BEGIN

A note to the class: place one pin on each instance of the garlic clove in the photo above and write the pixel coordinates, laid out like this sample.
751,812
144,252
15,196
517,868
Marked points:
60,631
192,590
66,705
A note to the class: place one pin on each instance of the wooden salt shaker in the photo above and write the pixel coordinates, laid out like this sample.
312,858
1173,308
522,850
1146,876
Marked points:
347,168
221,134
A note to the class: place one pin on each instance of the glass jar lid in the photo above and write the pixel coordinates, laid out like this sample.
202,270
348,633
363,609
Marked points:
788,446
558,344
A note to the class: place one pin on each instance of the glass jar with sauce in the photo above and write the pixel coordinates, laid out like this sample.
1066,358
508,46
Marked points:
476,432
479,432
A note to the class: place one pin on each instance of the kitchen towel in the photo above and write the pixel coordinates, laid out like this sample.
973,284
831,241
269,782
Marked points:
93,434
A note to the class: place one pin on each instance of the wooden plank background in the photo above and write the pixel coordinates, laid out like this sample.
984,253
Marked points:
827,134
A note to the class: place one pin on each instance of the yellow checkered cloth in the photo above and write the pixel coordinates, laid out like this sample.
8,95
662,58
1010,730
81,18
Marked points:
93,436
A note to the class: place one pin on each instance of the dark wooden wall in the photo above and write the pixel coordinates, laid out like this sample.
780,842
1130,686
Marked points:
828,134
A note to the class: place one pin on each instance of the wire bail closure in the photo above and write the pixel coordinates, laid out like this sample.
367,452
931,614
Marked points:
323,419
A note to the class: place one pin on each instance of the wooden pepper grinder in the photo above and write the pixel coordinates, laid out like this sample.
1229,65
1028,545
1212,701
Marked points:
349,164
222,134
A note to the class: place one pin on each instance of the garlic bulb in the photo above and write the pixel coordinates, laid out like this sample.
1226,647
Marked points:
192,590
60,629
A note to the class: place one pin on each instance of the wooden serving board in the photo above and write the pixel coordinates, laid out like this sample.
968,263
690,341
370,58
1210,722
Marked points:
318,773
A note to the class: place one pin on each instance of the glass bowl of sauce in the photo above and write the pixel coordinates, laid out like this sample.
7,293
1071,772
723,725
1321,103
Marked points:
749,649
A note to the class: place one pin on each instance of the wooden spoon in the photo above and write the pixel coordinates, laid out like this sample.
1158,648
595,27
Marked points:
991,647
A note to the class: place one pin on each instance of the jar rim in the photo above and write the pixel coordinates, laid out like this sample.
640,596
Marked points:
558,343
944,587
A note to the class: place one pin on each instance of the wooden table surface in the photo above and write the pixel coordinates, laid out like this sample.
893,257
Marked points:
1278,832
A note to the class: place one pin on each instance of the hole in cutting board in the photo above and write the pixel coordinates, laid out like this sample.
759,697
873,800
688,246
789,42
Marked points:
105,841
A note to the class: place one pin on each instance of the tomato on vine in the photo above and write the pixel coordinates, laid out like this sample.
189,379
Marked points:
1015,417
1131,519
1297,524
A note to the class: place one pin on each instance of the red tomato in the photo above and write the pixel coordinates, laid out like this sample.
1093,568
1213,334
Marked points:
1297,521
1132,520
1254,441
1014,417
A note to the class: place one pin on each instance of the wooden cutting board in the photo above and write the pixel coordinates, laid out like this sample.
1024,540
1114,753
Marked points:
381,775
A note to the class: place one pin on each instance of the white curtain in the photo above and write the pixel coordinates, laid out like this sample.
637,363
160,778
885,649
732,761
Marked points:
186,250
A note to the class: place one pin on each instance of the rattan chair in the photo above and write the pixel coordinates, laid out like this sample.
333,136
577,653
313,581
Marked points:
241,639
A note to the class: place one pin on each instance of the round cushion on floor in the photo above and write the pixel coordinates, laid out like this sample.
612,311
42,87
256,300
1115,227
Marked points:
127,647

END

Instructions for the task | Only the lines from the one that contains "the wooden cutting" through the last line should be repeated, each exactly as it stands, with both ends included.

Final answer |
A note to the class: place one pin on each instance of the wooden cutting board in the photo above and write the pixel coordinates, laid out like this sample.
1024,540
1114,753
Marked points:
381,775
A note to the class: place one pin on each instance of the white curtain in the photo above and write the pixel coordinates, laid out like this sample.
637,363
160,778
885,649
732,761
Marked points:
186,250
A note to the class: place one pin on each instance of the rattan chair in the photo above and write the pixel coordinates, laid out like this sample.
333,136
577,653
313,581
Marked points:
241,639
A note to the class: place one pin on each instance of the round cushion on floor in the photo above and write the pixel coordinates, laid out like this sample.
612,311
42,87
256,300
1115,227
Marked points:
127,647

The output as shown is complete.